Prompt 1:
According to the article on the Sunrise Movement, how far from New York City is the retreat center where the boot camp took place?

Document text:
++++++++
How the Sunrise Movement changed the Democratic conversation
“When we were taught about the civil rights movement as kids, it was told to us as if a few big marches just happened and then the laws changed,” Emily LaShelle told me last weekend as she smoked a cigarette. Behind her, a group of her peers played Frisbee in a field while the sun set behind them. “But there was so much more work and effort by activists behind the scenes,” she said. “And that’s the kind of work we’re teaching people to be involved in for this movement.”
LaShelle is 21, with short-cropped blond hair and a nose piercing. Her movement is the Sunrise Movement, an organization of mostly twenty-something climate activists who are best known for seemingly instantly and improbably injecting the idea of a “Green New Deal” into the national conversation. This past week, more than 70 Sunrise activists, including LaShelle, traveled to a rural, multifaith retreat center along the Hudson River, about 50 miles north of New York City, to take part in a weeklong boot camp that’s intended to transform them into the next generation of climate activists—who, in turn, are supposed to transform American politics.
++++++++
Data supplied:
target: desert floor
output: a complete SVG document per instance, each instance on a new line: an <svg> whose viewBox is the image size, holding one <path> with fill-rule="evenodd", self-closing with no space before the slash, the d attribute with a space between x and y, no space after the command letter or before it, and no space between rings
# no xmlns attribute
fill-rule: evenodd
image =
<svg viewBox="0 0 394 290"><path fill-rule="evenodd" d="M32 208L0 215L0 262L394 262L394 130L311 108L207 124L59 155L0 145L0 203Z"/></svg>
++++++++
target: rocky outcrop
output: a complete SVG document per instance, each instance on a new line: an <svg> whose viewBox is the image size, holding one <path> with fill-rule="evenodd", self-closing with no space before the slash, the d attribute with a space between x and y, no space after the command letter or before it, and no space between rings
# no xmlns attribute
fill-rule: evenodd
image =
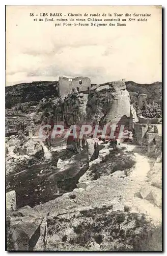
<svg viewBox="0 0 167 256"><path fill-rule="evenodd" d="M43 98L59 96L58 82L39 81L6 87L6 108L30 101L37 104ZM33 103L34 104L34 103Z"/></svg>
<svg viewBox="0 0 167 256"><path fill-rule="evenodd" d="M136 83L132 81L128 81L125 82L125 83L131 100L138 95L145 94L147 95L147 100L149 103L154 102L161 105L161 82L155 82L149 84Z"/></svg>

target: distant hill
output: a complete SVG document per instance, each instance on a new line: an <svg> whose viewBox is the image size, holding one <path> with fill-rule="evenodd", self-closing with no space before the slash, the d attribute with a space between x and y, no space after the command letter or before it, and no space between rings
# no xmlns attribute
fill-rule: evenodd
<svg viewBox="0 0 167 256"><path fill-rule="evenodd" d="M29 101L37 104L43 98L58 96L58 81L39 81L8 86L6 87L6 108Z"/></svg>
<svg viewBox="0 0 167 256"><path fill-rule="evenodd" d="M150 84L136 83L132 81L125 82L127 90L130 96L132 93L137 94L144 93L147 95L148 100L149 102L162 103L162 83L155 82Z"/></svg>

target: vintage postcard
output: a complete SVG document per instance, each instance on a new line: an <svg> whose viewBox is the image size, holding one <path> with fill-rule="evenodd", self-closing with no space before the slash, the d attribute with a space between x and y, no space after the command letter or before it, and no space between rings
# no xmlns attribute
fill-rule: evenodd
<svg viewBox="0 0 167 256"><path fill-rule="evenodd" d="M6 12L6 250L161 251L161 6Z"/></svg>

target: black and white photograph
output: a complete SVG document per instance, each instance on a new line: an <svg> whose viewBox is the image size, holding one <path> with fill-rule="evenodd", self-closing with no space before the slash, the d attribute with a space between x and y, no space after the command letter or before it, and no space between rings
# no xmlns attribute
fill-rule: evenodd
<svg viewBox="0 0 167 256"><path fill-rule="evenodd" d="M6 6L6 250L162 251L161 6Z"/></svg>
++++++++
Prompt 2:
Copy out the rows verbatim, starting with the line that contains "target: vintage postcard" and going on through the line that contains "12L6 250L161 251L161", both included.

Full response 1:
About 50 miles north of New York City.

Full response 2:
target: vintage postcard
output: a complete SVG document per instance, each instance on a new line: an <svg> whose viewBox is the image size, holding one <path> with fill-rule="evenodd", self-closing with no space before the slash, the d attribute with a space between x and y, no space after the command letter or before it, and no space between rings
# no xmlns attribute
fill-rule: evenodd
<svg viewBox="0 0 167 256"><path fill-rule="evenodd" d="M6 12L6 250L161 251L161 6Z"/></svg>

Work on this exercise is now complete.